== Provided passage ==

Due to regional instability, internally displaced persons and returning refugees, particularly single mothers and widows, frequently lack access to basic services, food, money and permanent housing, and are at a higher risk for trafficking. Young children are found working as peddlers, domestic workers, construction laborers. They are working long hours, being denied payment, and experiencing sexual and physical abuse. Sexual exploitation of young girls from refugee and IDP (internally displaced persons) camps is particularly common as men from the host communities promise gifts, food and money in exchange for sex.
With increased controls at Burundi’s airport and official border crossings, traffickers have changed their routes and methods. They now transport the trafficking victims by land, increasingly using unofficial border crossings to transit to neighboring countries. The recruiters are often Burundians, but the handlers, guides and receiving personnel are foreigners. Some families are complicit, too, accepting payment from traffickers who run the forced street begging operations using children and adults with disabilities. Orphans are at a particularly high risk for trafficking, but so are children from extremely poor families, where parents lie about the children’s age so they could start working. Traffickers take the children and force them to work in domestic service, or as sex workers in private homes, guesthouses and entertainment establishments. When the police find the victims, they bring them back to Burundi, and place them in care of accommodation centers run by NGOs.
Five centers currently offer temporary shelter, medical and psychosocial care, legal assistance, education and training to victims of trafficking. One of them, called Birashoboka Accommodation Center, currently shelters and cares for 42 boys, all victims of trafficking in persons, between 0 and 17 years old. Some of the children here were trafficked in-country, while others, like Claude, were victims of cross-border trafficking.

===
== Excerpted records ==

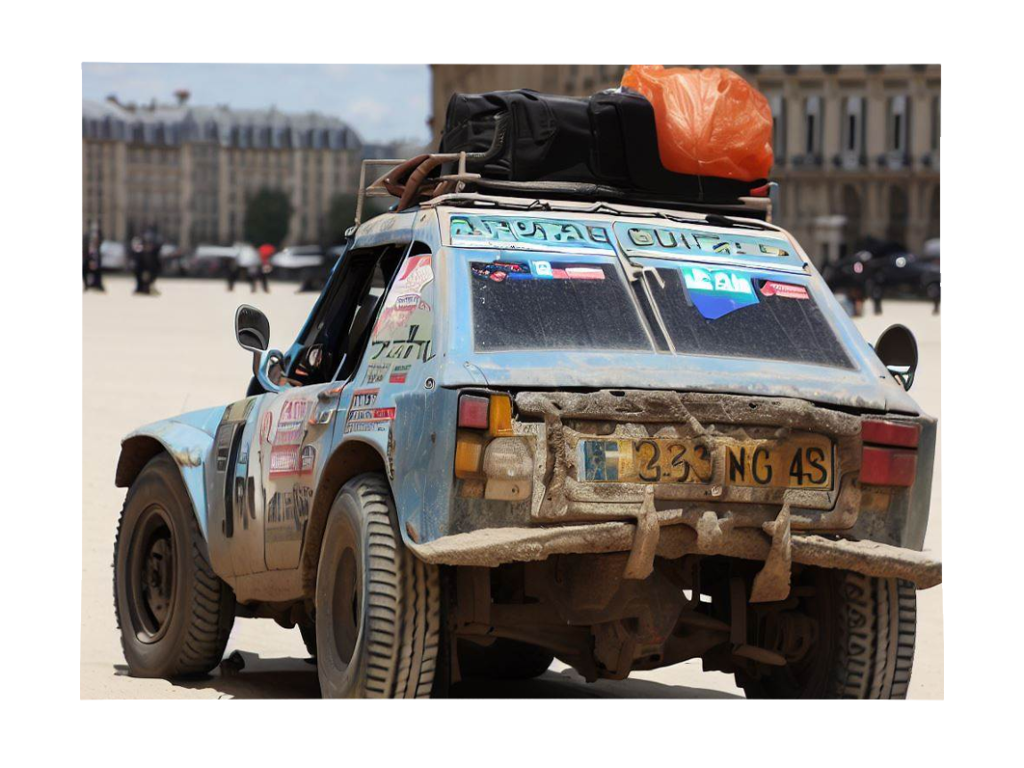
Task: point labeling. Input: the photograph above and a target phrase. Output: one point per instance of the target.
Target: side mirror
(252, 330)
(898, 350)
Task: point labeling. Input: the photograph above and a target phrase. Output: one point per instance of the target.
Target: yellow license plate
(803, 461)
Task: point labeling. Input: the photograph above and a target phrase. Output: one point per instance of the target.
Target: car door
(297, 425)
(236, 535)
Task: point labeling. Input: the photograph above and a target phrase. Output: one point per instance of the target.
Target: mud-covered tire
(865, 644)
(174, 613)
(503, 659)
(378, 606)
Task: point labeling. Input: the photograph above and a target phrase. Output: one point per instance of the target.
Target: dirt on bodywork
(772, 525)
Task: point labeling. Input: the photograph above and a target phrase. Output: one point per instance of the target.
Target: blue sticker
(718, 292)
(526, 231)
(600, 460)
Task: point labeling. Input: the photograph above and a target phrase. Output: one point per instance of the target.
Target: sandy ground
(146, 358)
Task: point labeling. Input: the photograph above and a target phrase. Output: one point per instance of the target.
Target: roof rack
(410, 180)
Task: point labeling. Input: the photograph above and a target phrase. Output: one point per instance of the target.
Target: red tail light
(889, 458)
(474, 412)
(890, 433)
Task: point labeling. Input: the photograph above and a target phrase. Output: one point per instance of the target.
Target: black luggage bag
(607, 140)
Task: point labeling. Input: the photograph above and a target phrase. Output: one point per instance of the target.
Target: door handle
(326, 395)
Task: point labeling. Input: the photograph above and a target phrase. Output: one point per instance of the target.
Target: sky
(383, 102)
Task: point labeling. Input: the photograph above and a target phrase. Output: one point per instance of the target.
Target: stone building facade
(856, 146)
(190, 170)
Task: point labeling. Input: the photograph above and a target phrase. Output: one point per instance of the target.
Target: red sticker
(786, 291)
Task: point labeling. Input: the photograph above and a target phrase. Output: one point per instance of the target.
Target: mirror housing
(897, 348)
(252, 331)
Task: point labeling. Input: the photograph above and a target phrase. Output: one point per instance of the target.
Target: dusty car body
(566, 465)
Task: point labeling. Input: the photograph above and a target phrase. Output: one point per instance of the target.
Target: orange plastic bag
(710, 122)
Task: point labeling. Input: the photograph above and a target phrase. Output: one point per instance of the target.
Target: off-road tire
(867, 631)
(504, 659)
(200, 608)
(378, 606)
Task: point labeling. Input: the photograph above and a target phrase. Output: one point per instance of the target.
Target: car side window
(343, 310)
(401, 334)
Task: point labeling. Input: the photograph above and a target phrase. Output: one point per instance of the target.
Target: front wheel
(173, 611)
(864, 630)
(378, 606)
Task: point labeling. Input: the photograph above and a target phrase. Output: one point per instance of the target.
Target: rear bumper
(492, 547)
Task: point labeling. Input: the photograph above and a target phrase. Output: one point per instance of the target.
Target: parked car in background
(210, 261)
(886, 270)
(172, 259)
(305, 263)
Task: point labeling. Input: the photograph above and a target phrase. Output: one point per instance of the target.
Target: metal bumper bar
(493, 547)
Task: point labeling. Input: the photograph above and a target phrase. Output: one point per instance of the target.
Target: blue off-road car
(521, 425)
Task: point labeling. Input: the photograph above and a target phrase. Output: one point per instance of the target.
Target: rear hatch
(726, 312)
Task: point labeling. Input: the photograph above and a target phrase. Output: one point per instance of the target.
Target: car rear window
(551, 302)
(740, 313)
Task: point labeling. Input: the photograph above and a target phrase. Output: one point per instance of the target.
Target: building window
(853, 125)
(778, 127)
(812, 125)
(898, 119)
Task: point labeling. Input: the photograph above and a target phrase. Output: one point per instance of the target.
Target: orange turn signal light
(500, 421)
(476, 414)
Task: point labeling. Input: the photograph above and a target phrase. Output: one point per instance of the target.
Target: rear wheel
(173, 611)
(863, 640)
(378, 606)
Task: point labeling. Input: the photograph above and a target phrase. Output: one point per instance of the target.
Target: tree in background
(267, 214)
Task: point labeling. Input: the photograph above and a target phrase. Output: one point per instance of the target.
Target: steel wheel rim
(345, 605)
(152, 579)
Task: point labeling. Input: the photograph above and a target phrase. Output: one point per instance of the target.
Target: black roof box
(607, 141)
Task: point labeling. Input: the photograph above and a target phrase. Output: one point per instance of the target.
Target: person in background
(231, 269)
(265, 252)
(138, 265)
(151, 259)
(92, 275)
(249, 261)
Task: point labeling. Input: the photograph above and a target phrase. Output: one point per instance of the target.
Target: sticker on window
(783, 290)
(718, 292)
(500, 271)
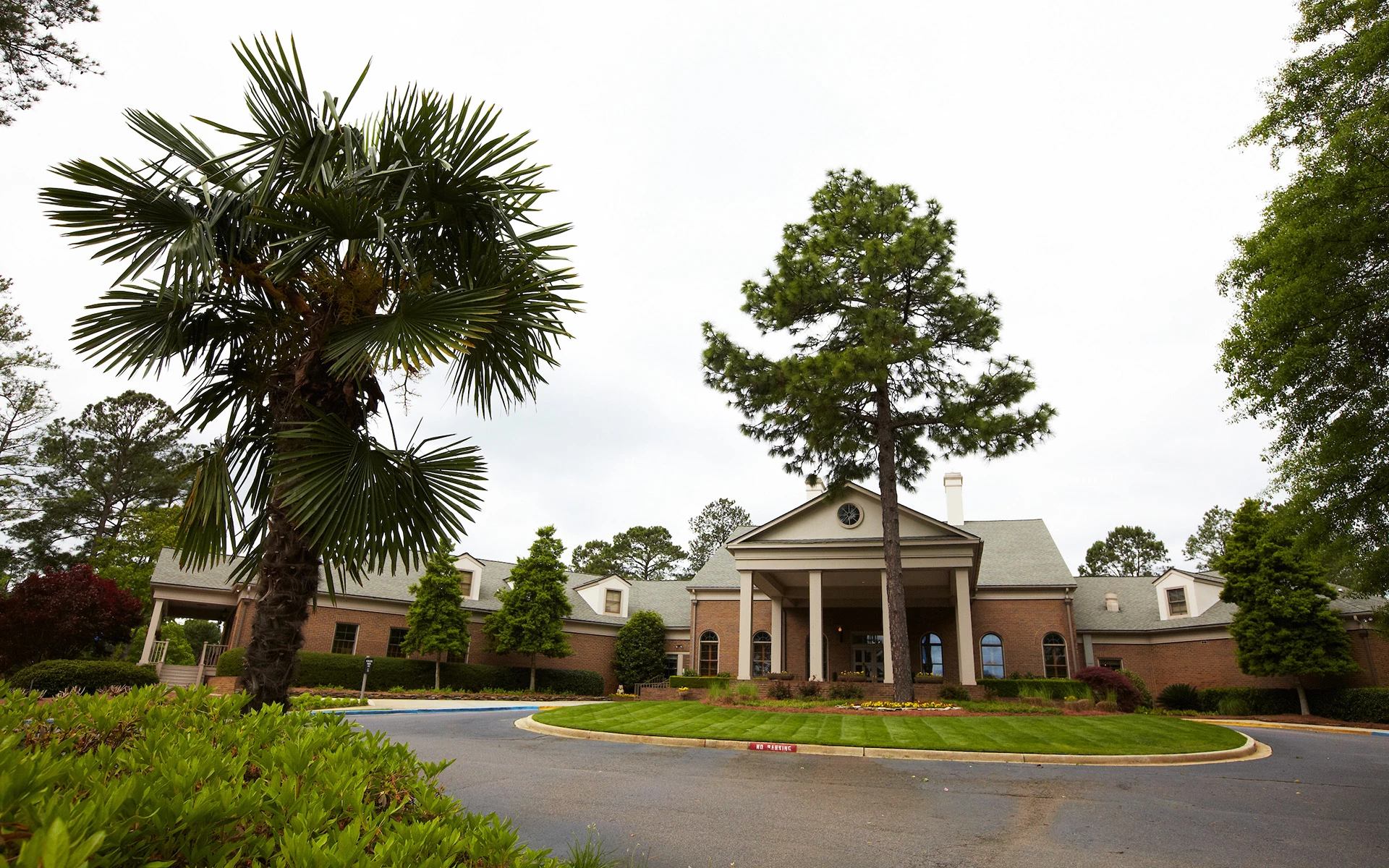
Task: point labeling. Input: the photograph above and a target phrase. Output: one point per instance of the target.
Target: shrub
(1235, 706)
(1100, 681)
(955, 694)
(299, 789)
(1180, 697)
(694, 681)
(1259, 700)
(1369, 705)
(57, 676)
(317, 670)
(1050, 688)
(1145, 697)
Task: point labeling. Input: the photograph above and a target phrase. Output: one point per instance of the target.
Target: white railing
(208, 660)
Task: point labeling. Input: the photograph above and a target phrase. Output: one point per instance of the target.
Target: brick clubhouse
(804, 593)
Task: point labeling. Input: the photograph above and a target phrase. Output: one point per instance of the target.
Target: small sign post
(365, 671)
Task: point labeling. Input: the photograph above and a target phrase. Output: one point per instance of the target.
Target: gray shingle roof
(668, 599)
(1139, 608)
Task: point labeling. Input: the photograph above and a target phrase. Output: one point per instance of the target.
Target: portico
(827, 555)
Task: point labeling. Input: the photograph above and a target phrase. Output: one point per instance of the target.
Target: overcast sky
(1085, 150)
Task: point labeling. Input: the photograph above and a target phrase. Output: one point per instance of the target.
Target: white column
(156, 618)
(886, 635)
(745, 625)
(778, 638)
(964, 626)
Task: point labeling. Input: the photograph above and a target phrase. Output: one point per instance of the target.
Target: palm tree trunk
(902, 681)
(288, 581)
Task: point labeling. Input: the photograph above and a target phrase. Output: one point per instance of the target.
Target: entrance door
(868, 656)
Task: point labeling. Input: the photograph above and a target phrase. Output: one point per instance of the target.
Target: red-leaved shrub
(63, 613)
(1102, 681)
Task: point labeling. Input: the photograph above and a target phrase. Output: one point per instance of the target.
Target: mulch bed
(509, 697)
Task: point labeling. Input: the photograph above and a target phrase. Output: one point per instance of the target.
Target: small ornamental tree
(1100, 681)
(640, 653)
(63, 613)
(531, 620)
(436, 620)
(1284, 625)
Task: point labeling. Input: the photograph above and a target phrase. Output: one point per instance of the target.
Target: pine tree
(1284, 625)
(531, 620)
(436, 620)
(640, 653)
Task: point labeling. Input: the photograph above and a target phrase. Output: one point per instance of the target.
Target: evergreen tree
(531, 620)
(1285, 624)
(714, 527)
(1126, 550)
(893, 363)
(640, 653)
(436, 620)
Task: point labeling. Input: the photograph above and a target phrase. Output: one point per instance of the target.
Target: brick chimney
(955, 501)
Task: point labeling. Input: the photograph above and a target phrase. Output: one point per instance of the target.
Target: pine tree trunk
(902, 681)
(288, 581)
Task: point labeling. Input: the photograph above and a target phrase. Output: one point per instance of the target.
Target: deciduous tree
(63, 613)
(531, 620)
(1285, 624)
(1307, 350)
(714, 527)
(436, 620)
(1126, 550)
(1209, 542)
(288, 273)
(640, 652)
(893, 363)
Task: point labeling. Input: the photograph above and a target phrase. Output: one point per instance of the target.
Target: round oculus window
(851, 516)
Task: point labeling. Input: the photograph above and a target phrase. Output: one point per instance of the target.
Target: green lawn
(1129, 733)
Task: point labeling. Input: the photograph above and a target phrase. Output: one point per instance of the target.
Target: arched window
(990, 656)
(762, 653)
(709, 653)
(933, 656)
(1053, 656)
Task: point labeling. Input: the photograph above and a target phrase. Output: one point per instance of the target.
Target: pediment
(817, 520)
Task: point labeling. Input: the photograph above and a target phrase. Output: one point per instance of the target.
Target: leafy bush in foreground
(1178, 697)
(185, 778)
(57, 676)
(318, 670)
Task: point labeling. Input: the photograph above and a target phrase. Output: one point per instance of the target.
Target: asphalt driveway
(1322, 799)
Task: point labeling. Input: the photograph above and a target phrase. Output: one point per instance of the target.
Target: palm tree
(288, 277)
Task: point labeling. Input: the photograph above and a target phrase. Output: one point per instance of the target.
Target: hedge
(57, 676)
(318, 670)
(156, 778)
(1056, 688)
(1364, 705)
(697, 681)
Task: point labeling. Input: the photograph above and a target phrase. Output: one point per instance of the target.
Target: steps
(178, 677)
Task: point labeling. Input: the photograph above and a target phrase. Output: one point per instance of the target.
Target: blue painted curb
(360, 710)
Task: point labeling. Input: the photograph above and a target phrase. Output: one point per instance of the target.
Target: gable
(818, 520)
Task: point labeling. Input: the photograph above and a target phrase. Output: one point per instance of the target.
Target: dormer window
(1176, 602)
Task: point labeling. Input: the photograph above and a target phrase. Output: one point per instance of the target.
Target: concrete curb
(1291, 727)
(365, 710)
(1250, 750)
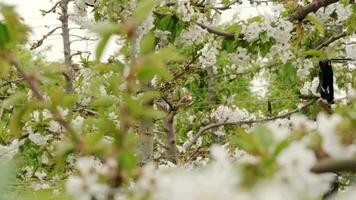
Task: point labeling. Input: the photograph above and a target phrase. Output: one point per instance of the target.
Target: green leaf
(316, 53)
(264, 137)
(105, 101)
(148, 43)
(318, 24)
(101, 46)
(144, 7)
(18, 98)
(4, 35)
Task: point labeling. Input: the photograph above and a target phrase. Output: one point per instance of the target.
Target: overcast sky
(30, 11)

===

__Using the information__.
a – Quote everything in the passage on trafficking in Burundi from "Five centers currently" down to "of cross-border trafficking.", word for word.
b – Extend the passage on trafficking in Burundi onward from the point at which it stops.
The material above plays no part in what is asked here.

__Written answers__.
a –
Five centers currently offer temporary shelter, medical and psychosocial care, legal assistance, education and training to victims of trafficking. One of them, called Birashoboka Accommodation Center, currently shelters and cares for 42 boys, all victims of trafficking in persons, between 0 and 17 years old. Some of the children here were trafficked in-country, while others, like Claude, were victims of cross-border trafficking.

b –
Claude was found working in Tanzania when he was only 14 years old. His employer was refusing to pay him his salary, and would beat him. The severe beatings he suffered caused a serious leg injury. An organization monitoring violations of children’s rights found him in April 2022, and referred him to Birashoboka Center, where he received medical treatment for his injuries, and psychosocial support for his recovery.
Now 15 years old, Claude is healing, working on finishing his training in carpentry, and hoping to be an entrepreneur. “I feel good here, among children. I feel like I belong to a family now,” he says.
Children stay at these accommodation centers anywhere from 3 days to 2 years. They age out of this service when they turn 17. The social worker and the psychologist assess the situation for each child to determine the next steps. Some children can and want to return to their relatives, while for others this would mean putting them back in the hands of the people who trafficked or abused them. In those cases, the center keeps them until a new solution is found. In the past, some of the children have been adopted by foreigners. Others continue with their studies at the Center, until they can start their lives independently.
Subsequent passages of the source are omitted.